Complete the following |
- a) In the post about the child's first school morning, which shirt did the child wear underneath the raptor shirt?
- b) Pick up the post about the child's first school morning after its last sentence and keep writing it.

Document segment |
══════════════════════════════

09 September 2014
Zombies Not Dead: The First Morning
I'm binge eating crackers and drinking diet cola in hopes of quelling the migraine spreading across the right side of my face. You've been in school for 53 minutes now and gone from me even longer. We sat on the front steps waiting for the bus to come at 12:03. It was a couple minutes late but we didn't mind.
You had your worst nightmare ever some time after I got up. I was having my coffee and figuring how long I should let you sleep when you came out hysterically crying telling me that "zombies are dead." I said, "that's true, they are." I'm still not sure if you realized they were living dead or if one had re-died...you couldn't tell me...but I got us both ready with one arm with your arms flung around my neck hysterical over the zombies.
Last night you ate a whole cheese pizza minus two slices. One for me, and one for you that I hid in your lunch box just in case you don't like the food they serve today, though I hope seeing other kids eat different things will encourage you to try as well. It was really hard hiding that slice. Papa and I didn't know how hungry you were after your busy day at OT at CHOP.
"Big big big bigger pizza!"
"I sad. Papa not feed me. Pizza bigger pizza!," you wailed until well after 2 a.m.
Honey, I promised we'd order a large next time. Who knew a little one could eat so much pizza - but it's just as likely that you won't want any next time.
You're tricky like that.
You have your dinosaur backpack from Grandma'bama. I hope I packed it well. You chose to wear a raptor shirt from Gramma--that will make her happy. Underneath it you wore your dog-in-a-tie shirt because that is your favorite.
Your shorts are new but that's one of the many special things about you - you find comfort in the familiar.

══════════════════════════════

[Saved data entries]
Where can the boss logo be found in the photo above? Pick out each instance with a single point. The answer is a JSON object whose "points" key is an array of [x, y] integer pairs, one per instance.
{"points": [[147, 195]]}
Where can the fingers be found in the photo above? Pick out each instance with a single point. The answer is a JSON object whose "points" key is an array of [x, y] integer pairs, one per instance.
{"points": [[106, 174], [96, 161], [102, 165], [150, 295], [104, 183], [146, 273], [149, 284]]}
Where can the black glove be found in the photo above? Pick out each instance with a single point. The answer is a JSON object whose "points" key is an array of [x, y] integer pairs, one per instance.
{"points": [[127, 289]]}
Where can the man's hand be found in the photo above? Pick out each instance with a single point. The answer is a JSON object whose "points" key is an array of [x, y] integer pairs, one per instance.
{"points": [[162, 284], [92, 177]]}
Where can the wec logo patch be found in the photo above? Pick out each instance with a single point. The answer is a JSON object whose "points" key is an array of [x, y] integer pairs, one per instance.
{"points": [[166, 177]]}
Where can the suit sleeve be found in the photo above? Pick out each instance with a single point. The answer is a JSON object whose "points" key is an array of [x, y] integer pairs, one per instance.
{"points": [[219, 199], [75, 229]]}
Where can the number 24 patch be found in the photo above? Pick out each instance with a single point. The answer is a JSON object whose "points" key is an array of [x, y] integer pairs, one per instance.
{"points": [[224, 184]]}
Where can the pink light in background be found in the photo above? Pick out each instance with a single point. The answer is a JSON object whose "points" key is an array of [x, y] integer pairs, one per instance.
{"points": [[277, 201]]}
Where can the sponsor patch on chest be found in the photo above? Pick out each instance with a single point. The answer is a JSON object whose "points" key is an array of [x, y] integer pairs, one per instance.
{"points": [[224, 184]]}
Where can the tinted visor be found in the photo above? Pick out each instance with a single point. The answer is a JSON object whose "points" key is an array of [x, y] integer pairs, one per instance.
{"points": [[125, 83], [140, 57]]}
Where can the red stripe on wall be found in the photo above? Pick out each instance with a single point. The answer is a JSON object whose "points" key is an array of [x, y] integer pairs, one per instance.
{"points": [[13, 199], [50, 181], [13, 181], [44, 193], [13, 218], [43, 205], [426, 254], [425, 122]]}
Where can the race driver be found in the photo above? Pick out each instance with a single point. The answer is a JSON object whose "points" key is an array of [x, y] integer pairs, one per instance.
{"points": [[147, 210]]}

══════════════════════════════

Task answers |
- a) The dog-in-a-tie shirt.

- b)
I took a few photos but they were just candid selfies. Real moments. When you're older most of the kids you know will have photos of themselves holding a chalkboard with a number. That's very trendy right now. I don't have a chalkboard but maybe on a day you're feeling better we can come up with something quirky.
The bus pulled up and we did it quick like a band-aid. When I was a teacher I always thought that was best to start out. It's harder when the shoe is on the other foot but I still wanted to give you over to your own independent routine.
This past week I have pondered nature versus nurture a lot...when you come home it will be the first time you've done something completely on your own with other children. What will you pick up? What will you share with others? There are so many new things entering your personal space now.
We'd planned to homeschool - and maybe that's still part of the future - but right now Papa and I are happy that you'll be in a school with other children similar to you, with teachers and therapists trained to work with special needs.
You're our brave boy - from the moment you fought to stay in me for another month after the fire until you came out fighting against my contractions. We know you'll keep surprising us - how? That's the mystery yet to unravel.
Love,
Mama
P.S. I have been bracing myself for you to start calling me Mommy and warned Papa he might become Daddy since that is what most children call their parents and the terms teachers use. It's a particularly hard thought since you just started saying our names consistently over the last few months...but I've treasured each time and tucked them away in my heart to save forever.
"I lub you, too, Mama."
I love you, too, Buggie.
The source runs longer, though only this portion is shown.